Passage:
■ ■ ■ ■ ■ ■ ■

The Merindad de Uribe or Uribealdea is a historical subdivision of Biscay, Basque Country, Spain. It contained most of the municipalities now within the comarca of Greater Bilbao in the Bilbao metropolitan area (other than the majority of the Ezkerraldea (Left Bank) and its hinterland which was part of the Enkarterri merindad, itself now a smaller comarca covering towns further west). The parts of Uribe which now fall under Greater Bilbao are:
- Bilbao (the main city, sub-divided into urban districts)
- The developed Eskuinaldea (Right Bank) of the Estuary of Bilbao around Erandio, Leioa and Getxo
- Part of the Uribe-Kosta (Uribe Coast) north of Getxo, around Berango
- The Txorierri valley including small towns such as Sondika and Zamudio
- Hego Uribe (Southern Uribe) south-east of Bilbao proper, around Basauri and Galdakao
- Barakaldo, now considered to be part of the Left Bank

Additionally, the municipalities which comprise most of Uribe-Kosta further along the coast around Mungia, Sopela and Plentzia are in a separate comarca named Mungialdea (also known as Uribe-Butroe), and a few rural municipalities at the southernmost tip of historical Uribe have been grouped with others in the Arratia-Nerbioi comarca.

Uribe is also a Basque surname. Etymologically it seems to read under the city/town but its meaning is not clear. Many people in Colombia, bears this surname, there are other branches in Mexico and Ecuador.

■ ■ ■ ■ ■ ■ ■

(Collected data)
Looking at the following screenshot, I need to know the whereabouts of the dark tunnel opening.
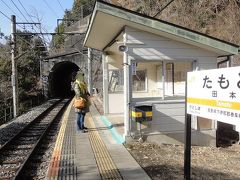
[49,61,79,98]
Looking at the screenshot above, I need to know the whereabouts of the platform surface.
[47,99,150,180]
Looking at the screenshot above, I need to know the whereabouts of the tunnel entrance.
[49,61,79,98]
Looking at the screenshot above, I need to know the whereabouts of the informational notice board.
[187,66,240,128]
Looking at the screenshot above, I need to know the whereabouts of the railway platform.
[47,97,150,180]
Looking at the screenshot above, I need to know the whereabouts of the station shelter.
[84,1,239,146]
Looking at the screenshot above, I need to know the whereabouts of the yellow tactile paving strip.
[86,116,123,180]
[46,99,72,180]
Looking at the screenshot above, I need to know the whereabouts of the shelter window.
[108,69,147,93]
[132,70,147,92]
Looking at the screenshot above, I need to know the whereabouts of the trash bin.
[131,105,152,123]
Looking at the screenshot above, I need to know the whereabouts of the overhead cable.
[0,11,11,21]
[11,0,28,22]
[43,0,58,18]
[57,0,65,12]
[1,0,22,20]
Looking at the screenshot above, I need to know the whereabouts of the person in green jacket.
[73,71,90,132]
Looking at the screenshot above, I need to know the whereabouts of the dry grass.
[126,142,240,180]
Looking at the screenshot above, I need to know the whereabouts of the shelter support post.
[88,48,92,94]
[123,33,130,139]
[102,52,109,114]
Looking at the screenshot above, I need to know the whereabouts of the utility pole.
[11,15,19,117]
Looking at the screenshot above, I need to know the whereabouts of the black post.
[184,114,191,180]
[184,76,191,180]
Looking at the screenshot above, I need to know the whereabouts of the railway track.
[0,99,69,180]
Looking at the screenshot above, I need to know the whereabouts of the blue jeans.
[77,112,85,130]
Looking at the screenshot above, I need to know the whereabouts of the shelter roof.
[84,0,239,55]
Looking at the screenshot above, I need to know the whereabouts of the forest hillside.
[107,0,240,65]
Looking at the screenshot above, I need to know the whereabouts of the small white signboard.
[187,67,240,126]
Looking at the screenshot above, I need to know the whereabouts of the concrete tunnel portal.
[49,61,79,98]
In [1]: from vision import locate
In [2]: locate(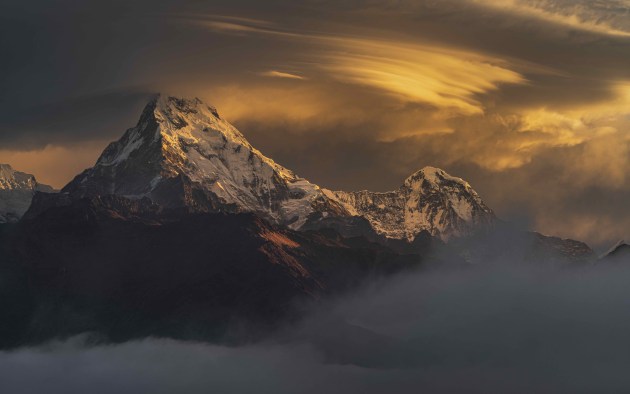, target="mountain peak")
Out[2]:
[404,166,472,189]
[329,166,496,241]
[63,94,340,228]
[0,164,54,223]
[58,94,494,240]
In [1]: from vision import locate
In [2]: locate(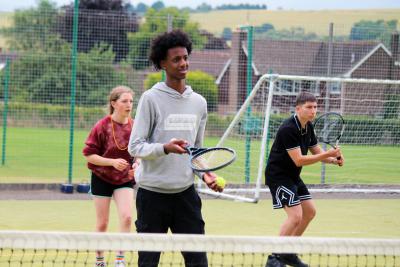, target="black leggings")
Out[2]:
[135,186,208,267]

■ ■ ■ ■ ■ ■ ■

Your tasks:
1) Rewrite the paragraph of the Uribe text beginning "Additionally, the municipalities" in a shorter form, keeping its main facts.
2) In the Uribe text, take the part starting at "- The developed" and ending at "the Arratia-Nerbioi comarca.", and switch "Getxo" to "Algorta" throughout it.
3) According to the Uribe text, which countries besides Colombia have branches of the Uribe surname?

Answers for this exercise:
1) Most of Uribe-Kosta, around Mungia, Sopela and Plentzia, forms a separate comarca called Mungialdea (also Uribe-Butroe). A few rural municipalities at historical Uribe's southernmost tip are grouped in the Arratia-Nerbioi comarca.

2)
- The developed Eskuinaldea (Right Bank) of the Estuary of Bilbao around Erandio, Leioa and Algorta
- Part of the Uribe-Kosta (Uribe Coast) north of Algorta, around Berango
- The Txorierri valley including small towns such as Sondika and Zamudio
- Hego Uribe (Southern Uribe) south-east of Bilbao proper, around Basauri and Galdakao
- Barakaldo, now considered to be part of the Left Bank

Additionally, the municipalities which comprise most of Uribe-Kosta further along the coast around Mungia, Sopela and Plentzia are in a separate comarca named Mungialdea (also known as Uribe-Butroe), and a few rural municipalities at the southernmost tip of historical Uribe have been grouped with others in the Arratia-Nerbioi comarca.

3) Mexico and Ecuador.